*What this task involves*:
Copy the listing below line for line, with no change to any word, number or punctuation mark.

*Data provided*:
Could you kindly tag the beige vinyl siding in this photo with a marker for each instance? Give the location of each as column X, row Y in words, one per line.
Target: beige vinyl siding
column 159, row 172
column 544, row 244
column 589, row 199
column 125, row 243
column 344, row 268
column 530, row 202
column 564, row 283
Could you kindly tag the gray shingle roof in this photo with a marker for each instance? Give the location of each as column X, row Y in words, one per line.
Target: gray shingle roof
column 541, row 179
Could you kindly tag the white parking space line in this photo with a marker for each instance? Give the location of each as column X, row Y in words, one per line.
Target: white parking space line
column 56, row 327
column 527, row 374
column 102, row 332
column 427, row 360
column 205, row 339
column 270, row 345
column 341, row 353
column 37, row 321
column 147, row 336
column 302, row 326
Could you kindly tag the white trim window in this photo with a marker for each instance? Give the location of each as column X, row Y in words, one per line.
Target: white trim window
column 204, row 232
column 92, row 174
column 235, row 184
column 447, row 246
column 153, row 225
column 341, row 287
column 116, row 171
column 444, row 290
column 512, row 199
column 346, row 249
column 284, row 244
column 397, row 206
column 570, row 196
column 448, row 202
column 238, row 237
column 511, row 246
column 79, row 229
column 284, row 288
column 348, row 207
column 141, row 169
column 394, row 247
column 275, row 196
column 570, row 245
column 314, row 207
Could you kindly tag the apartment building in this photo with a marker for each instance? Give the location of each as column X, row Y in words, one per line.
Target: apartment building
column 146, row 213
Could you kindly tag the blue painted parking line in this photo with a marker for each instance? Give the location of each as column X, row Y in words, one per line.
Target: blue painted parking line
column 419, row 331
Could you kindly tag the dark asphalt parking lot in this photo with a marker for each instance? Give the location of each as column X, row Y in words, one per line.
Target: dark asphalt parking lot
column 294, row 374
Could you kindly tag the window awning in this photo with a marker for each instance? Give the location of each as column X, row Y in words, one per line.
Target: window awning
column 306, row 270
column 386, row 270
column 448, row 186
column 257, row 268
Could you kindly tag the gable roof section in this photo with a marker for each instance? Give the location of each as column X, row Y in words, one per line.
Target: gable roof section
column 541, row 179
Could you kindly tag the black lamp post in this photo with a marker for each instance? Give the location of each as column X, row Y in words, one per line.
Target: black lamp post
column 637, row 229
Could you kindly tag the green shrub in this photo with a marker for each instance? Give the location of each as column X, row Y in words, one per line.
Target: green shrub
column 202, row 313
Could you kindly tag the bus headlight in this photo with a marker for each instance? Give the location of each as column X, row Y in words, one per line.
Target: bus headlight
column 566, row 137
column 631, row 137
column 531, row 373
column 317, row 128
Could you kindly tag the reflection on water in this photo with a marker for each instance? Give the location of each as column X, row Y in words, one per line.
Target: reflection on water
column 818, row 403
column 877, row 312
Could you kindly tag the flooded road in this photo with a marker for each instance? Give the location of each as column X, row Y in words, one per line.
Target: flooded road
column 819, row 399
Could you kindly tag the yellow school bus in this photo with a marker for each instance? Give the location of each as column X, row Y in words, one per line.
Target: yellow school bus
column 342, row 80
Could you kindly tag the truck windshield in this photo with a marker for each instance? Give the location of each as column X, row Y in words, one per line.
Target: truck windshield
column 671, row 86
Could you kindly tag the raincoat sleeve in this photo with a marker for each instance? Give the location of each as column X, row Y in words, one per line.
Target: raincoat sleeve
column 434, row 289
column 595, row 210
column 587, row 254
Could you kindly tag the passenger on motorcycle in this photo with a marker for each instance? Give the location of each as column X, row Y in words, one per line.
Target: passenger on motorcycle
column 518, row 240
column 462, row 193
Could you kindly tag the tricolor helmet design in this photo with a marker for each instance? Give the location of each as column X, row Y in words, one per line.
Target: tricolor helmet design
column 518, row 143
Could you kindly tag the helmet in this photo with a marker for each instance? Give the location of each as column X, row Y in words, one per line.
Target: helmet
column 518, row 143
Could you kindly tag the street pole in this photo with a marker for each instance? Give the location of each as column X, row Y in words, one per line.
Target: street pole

*Result of the task*:
Could you kindly tag the beige vinyl siding in this photo with a marker for each instance? Give the location of each as column X, row Y in words, one per line.
Target: beige vinyl siding
column 159, row 172
column 544, row 244
column 589, row 199
column 125, row 243
column 344, row 268
column 530, row 202
column 564, row 283
Could you kindly tag the gray shingle roof in this photo with a marker for each instance? Give the location of each as column X, row Y in words, one per line.
Target: gray shingle roof
column 541, row 179
Could you kindly tag the white parking space line in this photo with a marker for each instance? Give the location of each as column X, row Y in words, one per line.
Target: white parking space line
column 56, row 327
column 527, row 374
column 102, row 332
column 427, row 360
column 205, row 339
column 270, row 345
column 341, row 353
column 37, row 321
column 147, row 336
column 302, row 326
Could you kindly tag the white trim window in this photo with a marker for each instance? Give the location of each as column X, row Y in words, one per line.
Target: white trim window
column 204, row 232
column 92, row 174
column 235, row 184
column 447, row 246
column 153, row 225
column 341, row 287
column 116, row 171
column 444, row 290
column 512, row 199
column 346, row 249
column 284, row 244
column 397, row 206
column 570, row 196
column 448, row 202
column 238, row 237
column 511, row 246
column 79, row 229
column 284, row 288
column 348, row 207
column 141, row 169
column 394, row 247
column 275, row 196
column 570, row 245
column 314, row 207
Could you kindly tag the apartment building in this photo with a marker for each instance? Give the location of each as column X, row Y in words, one per line.
Target: apartment building
column 146, row 213
Could you kindly tag the blue painted parking line in this photo with a marker for each instance? Give the location of each as column X, row Y in words, one per line.
Target: blue painted parking line
column 419, row 331
Could you kindly tag the dark asphalt parking lot in this photo with a marker for each instance? Give the location of each as column X, row Y in words, one per line.
Target: dark asphalt parking lot
column 294, row 374
Could you kindly tag the window awning in this photo with a marker for each instance? Give the location of each as column X, row Y in words, one per line.
Target: window awning
column 306, row 270
column 386, row 270
column 448, row 186
column 257, row 268
Could you kindly tag the gable roof section in this photo with a marker for each instance? Give the location of each as column X, row Y in words, one per line.
Target: gable roof section
column 541, row 179
Could you kindly tag the black lamp post in this photo with a marker for each instance? Give the location of each as column X, row Y in words, one per line.
Target: black lamp post
column 637, row 229
Could you kindly tag the green shrub in this photo with a marker for each instance? Give the location of each as column X, row Y in words, one per line.
Target: green shrub
column 202, row 313
Could you kindly tag the bus headlight in this photo with a marker for each instance? Give the location of each as column X, row Y in words, one per line.
Target: bus headlight
column 566, row 137
column 631, row 137
column 531, row 373
column 317, row 128
Could you kindly tag the reflection on water in this photo with a marker for each instance? Give the location of each as column X, row Y in words, one per line.
Target: reflection on water
column 818, row 403
column 877, row 312
Could you kindly tag the flooded road in this photo with a marker for each instance? Give the location of each as column X, row Y in words, one per line.
Target: flooded road
column 819, row 399
Could you kindly tag the yellow school bus in this photo with a marker for each instance? Give the location of each as column X, row Y in words, one per line.
Target: yellow school bus
column 342, row 80
Could you kindly tag the truck windshield in this photo with a marker for each instance? Give the location of each as column X, row Y in words, one per line.
Target: truck windshield
column 671, row 86
Could you kindly tag the raincoat sleeve in this photo with a marker for each instance? Give the location of each as column X, row Y in words, one per line.
Target: raincoat sleeve
column 434, row 289
column 595, row 210
column 587, row 254
Could you kindly tag the passenger on motorcycle in this photo with a marker for each instance? Give the location of each as column X, row Y in words, one per line.
Target: passenger on motorcycle
column 518, row 240
column 462, row 193
Could you kindly tag the tricolor helmet design in this photo with a marker for each instance? Give the location of each as column X, row Y in words, one per line.
Target: tricolor helmet design
column 518, row 143
Could you kindly tag the helmet in this photo with a marker for each instance? Give the location of each as column X, row Y in words, one per line.
Target: helmet
column 518, row 143
Could you kindly tag the street pole in this photo with a marker for each instance? Give the location of each as column X, row Y in words, one per line.
Target: street pole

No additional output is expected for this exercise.